**SOURCE DOCUMENT:**
3rd Global Congress on
Plant Biology and Biotechnology
- March 11-13, 2019
Dr. Saberi obtained B.Sc. and M.Sc. at University of Pahlavi Shiraz and the Tehran University, received his early career trainings at ICARDA and CIMMYT, and worked with Iranian cereal improvement program for 15 years. He received his PhD at the University of Adelaide (Australia) in 1998. He spent 2 years as a postdoc at Cooperative Research Centre for Molecular Plant Breeding in Adelaide. After that, he worked at Department of Agriculture Western Australia and the University of WA. He recently pioneered the idea of increasing wheat tolerance to ion toxicities (Al, Mn and Fe) to enhance grain yield in acid soils prone to waterlogging and drought.
Toxicities of Al, Mn and Fe in acidic soils (40% of global arable land) are major constraints to growing intolerant crops. The transiently induced high-to-toxic concentrations of Al, Mn and Fe under reduced soil conditions during wet season (waterlogging) hinder root growth, delay maturity and, if coincided with terminal drought, exacerbate the yield loss. Soil acidification is on the rise, and the future climate changes predicted to include intense winter rainfall (inducing reduced soil conditions), followed by high temperature and drought toward crop maturity, accentuate the importance of solving the problem of poor tolerance of most crops and varieties to ion toxicities induced in acidic soils subjected to transient waterlogging.

**THE DATA:**
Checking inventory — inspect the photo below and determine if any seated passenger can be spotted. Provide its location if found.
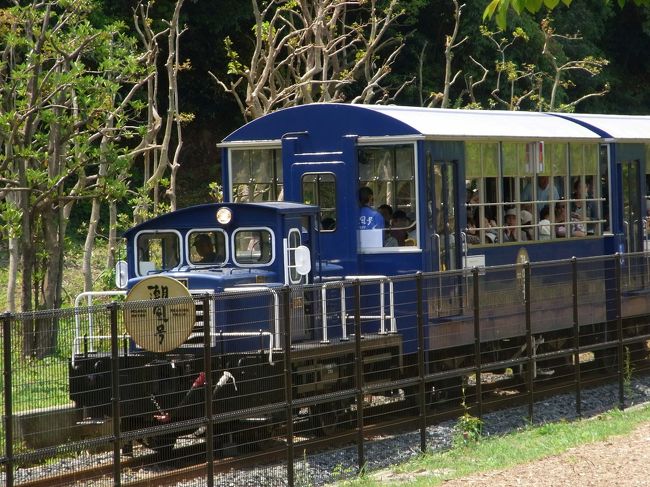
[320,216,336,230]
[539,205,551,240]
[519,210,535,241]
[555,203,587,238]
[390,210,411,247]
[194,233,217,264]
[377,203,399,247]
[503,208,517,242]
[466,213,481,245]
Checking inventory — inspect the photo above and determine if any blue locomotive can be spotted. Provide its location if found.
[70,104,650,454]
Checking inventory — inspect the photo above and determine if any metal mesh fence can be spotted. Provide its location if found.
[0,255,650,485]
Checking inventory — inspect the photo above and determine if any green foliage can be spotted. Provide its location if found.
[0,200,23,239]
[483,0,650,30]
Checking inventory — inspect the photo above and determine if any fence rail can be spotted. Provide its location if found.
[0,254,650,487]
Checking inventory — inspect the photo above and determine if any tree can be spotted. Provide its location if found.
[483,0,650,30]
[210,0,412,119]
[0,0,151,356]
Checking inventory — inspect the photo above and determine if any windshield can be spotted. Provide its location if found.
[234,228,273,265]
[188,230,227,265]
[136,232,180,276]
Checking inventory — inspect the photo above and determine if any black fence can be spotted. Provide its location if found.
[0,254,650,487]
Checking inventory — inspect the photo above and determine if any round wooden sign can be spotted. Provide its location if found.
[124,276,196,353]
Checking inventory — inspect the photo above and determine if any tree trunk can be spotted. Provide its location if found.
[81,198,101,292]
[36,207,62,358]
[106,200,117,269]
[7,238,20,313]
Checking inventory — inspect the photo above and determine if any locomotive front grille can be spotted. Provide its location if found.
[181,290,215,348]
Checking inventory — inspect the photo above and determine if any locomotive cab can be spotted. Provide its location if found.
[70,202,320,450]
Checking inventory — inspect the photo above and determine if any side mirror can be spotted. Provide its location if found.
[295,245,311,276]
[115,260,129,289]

==

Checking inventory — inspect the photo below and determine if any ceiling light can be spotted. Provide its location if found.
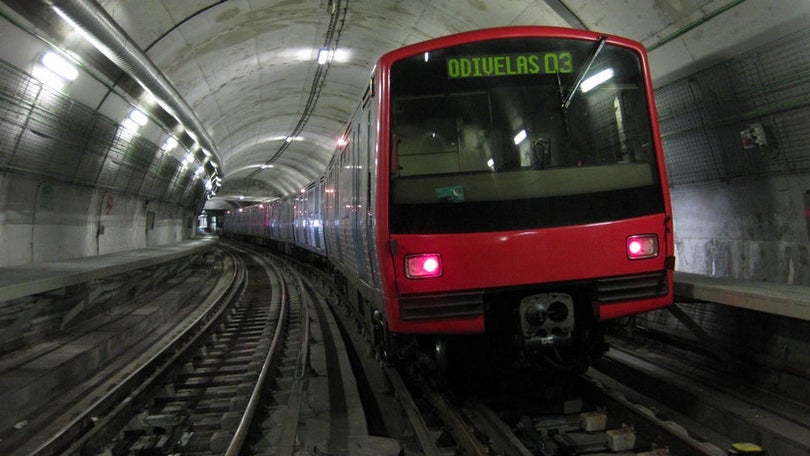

**ACTIVITY 1:**
Could you condense the paragraph of the plant biology congress text that begins "Toxicities of Al, Mn and Fe" into a brief list that keeps its main facts?
**ACTIVITY 2:**
Can you carry the plant biology congress text forward from its final sentence?

**ANSWER BOX 1:**
- Al, Mn and Fe toxicities in acidic soils, which make up 40% of global arable land, are major constraints to growing intolerant crops.
- Waterlogging in the wet season creates reduced soil conditions that briefly raise these ions to high or toxic levels.
- This hinders root growth and delays maturity. If it coincides with terminal drought, the yield loss gets worse.
- Soil acidification is increasing.
- Predicted climate change (intense winter rainfall, then high temperature and drought toward crop maturity) makes it more important to solve the poor tolerance of most crops and varieties to these toxicities.

**ANSWER BOX 2:**
We have pioneered the idea of improving the wheat grain yield in acidic soils prone to transient waterlogging and terminal drought via enhanced tolerance to combined ion toxicities (Al, Mn and Fe). We have provided evidence that improved tolerance to individual ion toxicities can increase grain yield by 10% in acidic soils prone to transient waterlogging (Khabaz-Saberi and Rengel 2010; Khabaz-Saberi, Barker and Rengel, 2012) and terminal drought (Khabaz-Saberi, Barker and Rengel, 2014) following optimisation of screening techniques for tolerance to ion toxicities in wheat germplasm (Khabaz-Saberi et al. 2010a; Khabaz-Saberi et al. 2010b). Our research has demonstrated that genotypes tolerant to ion toxicities responded better to lime application than intolerant genotypes (Khabaz-Saberi, Barker and Rengel, 2014) and that induced ion toxicities are not confined only to waterlogged acid soils in the high-rainfall zones, but also occur in the low-to-medium rainfall areas during wet seasons. We have produced the required tools, including mapping populations from parents distinct in ion toxicities, for producing molecular markers to be used in marker-assisted selection. Moreover, pyramiding tolerance to multiple toxicities in commercial wheat genotypes will widen their environmental adaptability and result in increased yields under a variety of soil/water conditions.